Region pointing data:

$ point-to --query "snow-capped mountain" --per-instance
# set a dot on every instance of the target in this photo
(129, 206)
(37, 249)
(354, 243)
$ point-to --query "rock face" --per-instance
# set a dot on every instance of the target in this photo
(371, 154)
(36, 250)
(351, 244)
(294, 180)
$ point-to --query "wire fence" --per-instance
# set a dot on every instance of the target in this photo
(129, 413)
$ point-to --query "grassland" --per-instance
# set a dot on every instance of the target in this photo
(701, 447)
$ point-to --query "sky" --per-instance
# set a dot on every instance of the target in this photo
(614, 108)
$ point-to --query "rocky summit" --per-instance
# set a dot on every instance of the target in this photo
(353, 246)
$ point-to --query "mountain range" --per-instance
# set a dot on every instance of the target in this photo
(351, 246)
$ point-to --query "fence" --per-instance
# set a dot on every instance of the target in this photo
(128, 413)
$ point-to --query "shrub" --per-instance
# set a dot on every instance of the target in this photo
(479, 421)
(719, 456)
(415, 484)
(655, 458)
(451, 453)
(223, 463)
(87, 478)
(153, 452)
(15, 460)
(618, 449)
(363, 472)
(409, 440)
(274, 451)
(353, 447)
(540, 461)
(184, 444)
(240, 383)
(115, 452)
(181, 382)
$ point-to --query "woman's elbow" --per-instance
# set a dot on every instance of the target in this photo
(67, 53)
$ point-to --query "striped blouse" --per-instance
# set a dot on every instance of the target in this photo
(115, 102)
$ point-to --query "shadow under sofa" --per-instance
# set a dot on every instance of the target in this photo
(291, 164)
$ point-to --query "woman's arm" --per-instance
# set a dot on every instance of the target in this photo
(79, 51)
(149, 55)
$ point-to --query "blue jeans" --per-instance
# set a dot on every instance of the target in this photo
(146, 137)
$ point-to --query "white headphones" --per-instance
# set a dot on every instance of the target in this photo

(The problem): What is needed here is an exact copy of all the entries.

(Response):
$ point-to --query "snow-capped mountain" --per-instance
# set a dot on every instance of the target in this photo
(129, 206)
(37, 249)
(354, 243)
$ point-to --query "rock face" --per-instance
# set a dot on every instance of the target in this photo
(371, 154)
(36, 250)
(351, 244)
(294, 180)
$ point-to --query "wire fence" --per-instance
# set a dot on every instance of the target in this photo
(129, 413)
$ point-to --query "grassland" --per-instance
# set a dot on every instance of the target in this photo
(701, 447)
$ point-to --query "sky" --per-instance
# set a dot on every instance of the target in this photo
(614, 108)
$ point-to --query "rocky summit" --per-instance
# set a dot on every instance of the target in this photo
(353, 246)
$ point-to --query "mountain range" --per-instance
# set a dot on every instance of the target in this photo
(351, 246)
$ point-to --query "fence" --per-instance
# set a dot on every instance of the target in this photo
(128, 413)
$ point-to --query "shrub" --per-instance
# set a dot on every instance of the target in this photo
(479, 421)
(719, 456)
(415, 484)
(655, 458)
(451, 453)
(223, 463)
(87, 478)
(153, 452)
(15, 460)
(618, 449)
(363, 472)
(409, 440)
(274, 451)
(353, 447)
(540, 461)
(184, 444)
(240, 383)
(115, 452)
(181, 382)
$ point-to --query "woman's elbow" --per-instance
# set a dot on every instance of the target in this photo
(67, 53)
$ point-to --query "striped blouse" --per-instance
# set a dot on every instance of the target in this photo
(115, 102)
$ point-to --query "shadow under sofa" --per-instance
# set a dot on every instance of the target in this photo
(291, 164)
$ point-to --query "woman's arm" --per-instance
# set a dot on every instance of the target in this photo
(79, 51)
(149, 55)
$ point-to --query "blue jeans" --per-instance
# set a dot on every instance of the target in this photo
(146, 137)
$ point-to --query "white headphones" --per-instance
# set a dot on every instance of the target in this photo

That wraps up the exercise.